- What to do:
a – Rewrite the paragraph in the abstract on selegiline and marrow stromal cells that begins "Results: Cell counting results" as a short list, keeping its main facts.
b – Copy the part of the abstract on selegiline and marrow stromal cells from "Materials and Methods: In" up to and including "NF-200 and TH.".
--- Text block Enclosed Below ---
Document Type : Original Article
BIOLOGY DEPARTMENT, DAMGHAN UNIVERSITY OF BASIC SCIENCES, DAMGHAN, IRAN
Objective: Two types of stem cells can be found in the bone marrow: hematopoietic stem cells and marrow stromal cells (MSCs). If it were possible to induce the differentiation of bone marrow stromal cells into neural cells in vitro and subsequently transplant them into the brain this might help repair lesions observed in some neurodegenerative disorders such as Parkinson’s disease (PD).
Materials and Methods: In this study cultured MSCs were incubated in serum free medium containing 10-8 M selegiline for 24 hours and cells were cultured for another 48 hours in α minimal essential medium (α-MEM) containing 20% fetal bovine serum (FBS). We immunostained selegiline-treated cells for neuronal markers such as NF-200 and TH.
Results: Cell counting results indicated that Selegiline at doses of 10-6 10-7 and 10-8 M in comparison to other doses increased the mean percent of viable cells. The most effective dose of Selegiline for differentiation of bone marrow stromal cells (BMSCs) was 10-8 M. Molecular study indicated that the expression BDNF GDNF NGF NT3 NT4/5 genes was increased in Selegiline-treated cells in comparison to non-treated group.
Conclusion: BMSCs can be directed to a neural fate in vitro and can be considered as a cell source in neurological disorders for autograft therapy.
--- End of Enclosed Text block ---
--- Given entries Enclosed Below ---
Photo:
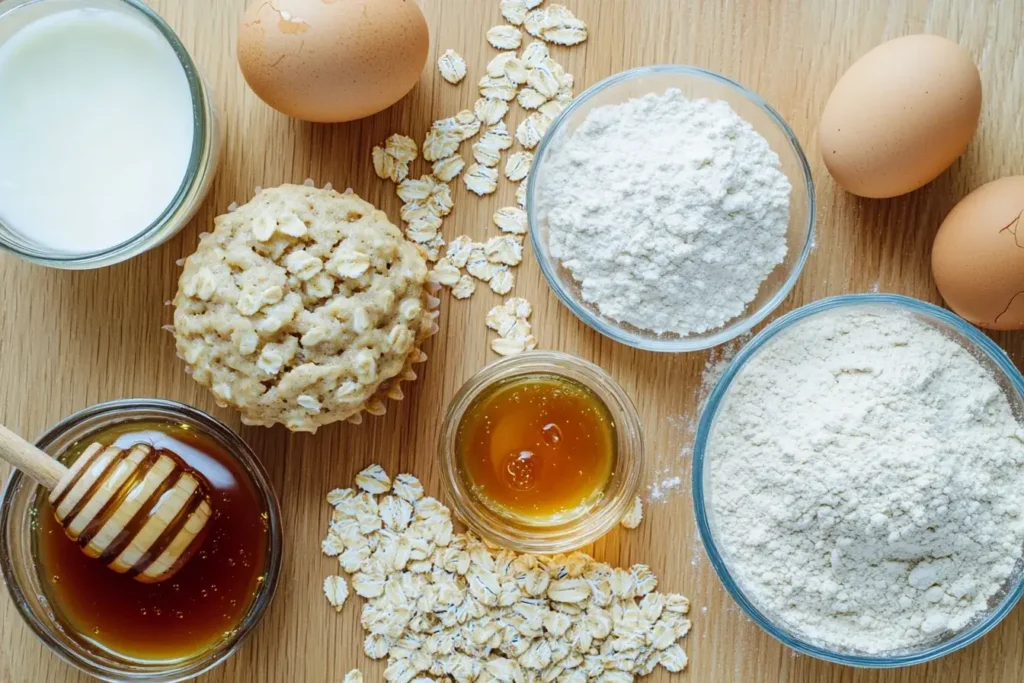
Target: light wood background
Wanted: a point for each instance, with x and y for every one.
(71, 339)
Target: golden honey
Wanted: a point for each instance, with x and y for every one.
(196, 608)
(537, 446)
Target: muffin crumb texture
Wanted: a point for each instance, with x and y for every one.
(304, 306)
--- End of Enclosed Given entries ---
- Responses by task:
a –
- Selegiline at 10-6, 10-7 and 10-8 M raised the mean percent of viable cells compared with other doses.
- The most effective dose for making bone marrow stromal cells (BMSCs) differentiate was 10-8 M.
- BDNF, GDNF, NGF, NT3 and NT4/5 genes showed higher expression in treated cells than in untreated ones.

b –
Materials and Methods: In this study cultured MSCs were incubated in serum free medium containing 10-8 M selegiline for 24 hours and cells were cultured for another 48 hours in α minimal essential medium (α-MEM) containing 20% fetal bovine serum (FBS). We immunostained selegiline-treated cells for neuronal markers such as NF-200 and TH.